Work to complete →
Answer these questions about the mailing-list post on Open Space below:
(a) Who is named as the well known management guru?
(b) In situations where new things are being developed, what two things does the post call helpful?
(c) What kind of structure does the post say is sometimes needed to reach a decision?

Extract to read →
[OSList] OST encourages avoidance of conflict

Chris Corrigan chris.corrigan at gmail.com
Tue Jan 30 15:44:30 PST 2018


The well known management guru is David Snowden and his principle criticism against OST is the same as it is for every other method. It is not a panacea for every problem. 

More specifically, Dave’s issue as I understand it, is that groups operate within constraints. There are times when those constraints need to be tightly bound in order for things to happen and other times when they need to be relaxed. 

In situations in which you are developing new things conflict and diversity are helpful. Sometimes it helps to have a process in which people of differing perspectives are engaged in a tight container together to make something better. Open Space does not always do this, so if you need a required level of diversity (and conflict doesn’t always mean a fight) then OST might not be the best way to do it. 

I agree with this. Sometimes you need a formal negotiation structure to reach a decision. Sometimes you need expert opinions engaged in a deliberated and structured and way to do due diligence.

Extracted entries →
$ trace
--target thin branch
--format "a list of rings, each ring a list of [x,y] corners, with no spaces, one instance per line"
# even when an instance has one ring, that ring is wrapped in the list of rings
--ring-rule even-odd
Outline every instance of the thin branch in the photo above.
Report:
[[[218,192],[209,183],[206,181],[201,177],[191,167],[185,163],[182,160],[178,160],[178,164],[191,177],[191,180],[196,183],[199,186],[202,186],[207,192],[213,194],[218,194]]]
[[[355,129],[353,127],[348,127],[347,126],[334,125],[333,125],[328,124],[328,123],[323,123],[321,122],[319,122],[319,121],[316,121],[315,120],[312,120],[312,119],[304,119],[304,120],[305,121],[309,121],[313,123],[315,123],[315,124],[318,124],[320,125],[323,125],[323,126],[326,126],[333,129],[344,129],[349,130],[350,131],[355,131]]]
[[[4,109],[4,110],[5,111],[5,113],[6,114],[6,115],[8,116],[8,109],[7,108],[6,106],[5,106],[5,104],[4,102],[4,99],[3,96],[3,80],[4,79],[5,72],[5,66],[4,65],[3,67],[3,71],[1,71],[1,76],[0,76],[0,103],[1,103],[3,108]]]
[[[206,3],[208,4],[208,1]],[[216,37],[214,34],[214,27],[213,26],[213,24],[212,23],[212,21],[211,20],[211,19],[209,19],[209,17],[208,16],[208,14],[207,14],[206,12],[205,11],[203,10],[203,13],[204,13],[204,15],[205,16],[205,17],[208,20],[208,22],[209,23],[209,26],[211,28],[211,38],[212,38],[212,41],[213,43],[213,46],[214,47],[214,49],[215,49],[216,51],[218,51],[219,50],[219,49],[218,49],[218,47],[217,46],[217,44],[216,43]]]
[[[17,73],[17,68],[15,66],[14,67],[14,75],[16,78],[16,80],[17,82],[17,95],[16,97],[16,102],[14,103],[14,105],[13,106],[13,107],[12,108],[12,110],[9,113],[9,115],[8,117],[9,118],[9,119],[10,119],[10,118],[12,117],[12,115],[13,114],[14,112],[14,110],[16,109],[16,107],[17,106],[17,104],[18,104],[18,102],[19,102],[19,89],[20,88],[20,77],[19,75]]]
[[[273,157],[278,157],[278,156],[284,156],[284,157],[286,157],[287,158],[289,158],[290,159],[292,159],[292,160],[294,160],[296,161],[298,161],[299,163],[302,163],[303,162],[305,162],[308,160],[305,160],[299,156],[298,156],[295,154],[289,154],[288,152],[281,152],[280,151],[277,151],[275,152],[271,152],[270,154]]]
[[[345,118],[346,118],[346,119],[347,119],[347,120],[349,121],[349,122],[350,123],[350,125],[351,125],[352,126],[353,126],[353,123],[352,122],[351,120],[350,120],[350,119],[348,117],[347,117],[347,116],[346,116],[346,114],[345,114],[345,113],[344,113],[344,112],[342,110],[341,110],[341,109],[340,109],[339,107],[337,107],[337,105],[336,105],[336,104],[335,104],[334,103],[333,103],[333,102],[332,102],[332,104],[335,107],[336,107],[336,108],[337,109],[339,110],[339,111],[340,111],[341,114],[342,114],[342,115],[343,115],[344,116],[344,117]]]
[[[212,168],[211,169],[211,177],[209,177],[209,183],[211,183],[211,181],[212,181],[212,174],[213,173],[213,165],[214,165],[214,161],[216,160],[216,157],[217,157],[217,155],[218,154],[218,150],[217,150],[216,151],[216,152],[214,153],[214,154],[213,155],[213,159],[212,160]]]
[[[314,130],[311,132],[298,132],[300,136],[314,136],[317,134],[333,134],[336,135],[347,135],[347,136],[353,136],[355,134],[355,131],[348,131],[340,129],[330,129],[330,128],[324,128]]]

Answer to the exercise →
(a) David Snowden
(b) Conflict and diversity
(c) A formal negotiation structure